Written task
In the cemetery tour passage, why are the cherubs on the Tucker monument not thought to represent Tucker children? Answer in one to three sentences.

Passage shown
-- Begin --

At the top of the Tucker monument is another allegorical figure, this time Hope. The figure of Hope is always shown with her attribute, an anchor, as here. The bottom part of the monument shows a more personal scene: a couple in nineteenth century clothes cross their hearts as they face each other, as winged cherubs hover over them in the clouds. Put together with the choice of Hope as the main figure, the scene most likely refers to the expectation that the couple and their family members and friends would be reunited in the afterlife. (Note: there are no 19th century children buried in the lot, so we don’t think the cherubs refer to Tucker children.) Death would bring a joyful reunion in Heaven. Notice also the motif you have already seen, the inverted torches.

The Ariel Low lot across the way is shared with members of several other families, which contains another type of monument. The sarcophagus refers to a casket. It is covered with an elaborate and beautifully carved sheaf of wheat. The sheaf of wheat refers to the fact that Low had a prosperous, successful and long life, and that his “harvest” was now in. Low made sure people knew he was a good Christian, as represented by the cross. The ivy refers to things like friendship, fidelity, and everlasting life.

Taken together with the granite curbing at each of these lots, reminiscent of city lots, the Low and Tucker lots create a kind of neighborhood. Clearly, Ariel Low and Nathaniel Tucker, along with their friends and family members, replicated and even perpetuated here in the cemetery their earthly bonds of friendship and kinship which would continue in the hereafter.

Very likely also in the nineteenth century the lots were furnished with iron garden furniture and urns with plantings. (This is no longer allowed.) It was not uncommon to think of the family lot as an extension of the family’s home, a place to pay a “visit” to departed loved ones, and to spend a little time at the lot. A visit to the family lot could be an enjoyable, relaxing one, especially in a beautiful park-like cemetery like Forest Hills—exactly as it was meant to be used.

Proceed to the next stop, the Stillman E. Chubbuck family lot.

-- End --

Data excerpts
-- Begin --

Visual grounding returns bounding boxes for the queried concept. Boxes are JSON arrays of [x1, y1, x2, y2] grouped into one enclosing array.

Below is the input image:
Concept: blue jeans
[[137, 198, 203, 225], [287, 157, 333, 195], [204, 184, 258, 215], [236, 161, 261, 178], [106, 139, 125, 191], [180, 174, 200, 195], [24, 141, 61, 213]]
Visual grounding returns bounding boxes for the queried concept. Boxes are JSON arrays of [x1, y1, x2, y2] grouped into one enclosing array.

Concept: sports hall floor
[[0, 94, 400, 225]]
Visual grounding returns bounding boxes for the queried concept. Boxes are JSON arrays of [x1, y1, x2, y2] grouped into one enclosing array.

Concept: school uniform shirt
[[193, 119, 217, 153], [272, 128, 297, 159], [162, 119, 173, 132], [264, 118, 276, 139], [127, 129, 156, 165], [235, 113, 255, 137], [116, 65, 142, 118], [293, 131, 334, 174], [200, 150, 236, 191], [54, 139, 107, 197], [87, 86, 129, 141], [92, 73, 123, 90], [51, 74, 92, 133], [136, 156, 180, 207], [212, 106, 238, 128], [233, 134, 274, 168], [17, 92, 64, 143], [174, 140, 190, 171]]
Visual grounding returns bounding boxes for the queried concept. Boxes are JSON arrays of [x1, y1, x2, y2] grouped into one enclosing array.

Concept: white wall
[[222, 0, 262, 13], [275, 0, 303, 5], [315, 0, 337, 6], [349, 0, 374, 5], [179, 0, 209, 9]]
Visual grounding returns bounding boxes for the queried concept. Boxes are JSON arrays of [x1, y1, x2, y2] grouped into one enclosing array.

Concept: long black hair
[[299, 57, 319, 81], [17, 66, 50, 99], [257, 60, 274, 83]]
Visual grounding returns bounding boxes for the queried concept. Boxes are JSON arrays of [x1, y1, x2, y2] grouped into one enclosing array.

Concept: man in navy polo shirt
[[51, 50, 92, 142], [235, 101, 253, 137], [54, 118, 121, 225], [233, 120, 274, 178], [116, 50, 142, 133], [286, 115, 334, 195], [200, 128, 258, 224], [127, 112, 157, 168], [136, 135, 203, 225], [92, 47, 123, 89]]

-- End --

Answer
No nineteenth-century children are buried in the Tucker lot, so the cherubs are not taken to refer to Tucker children.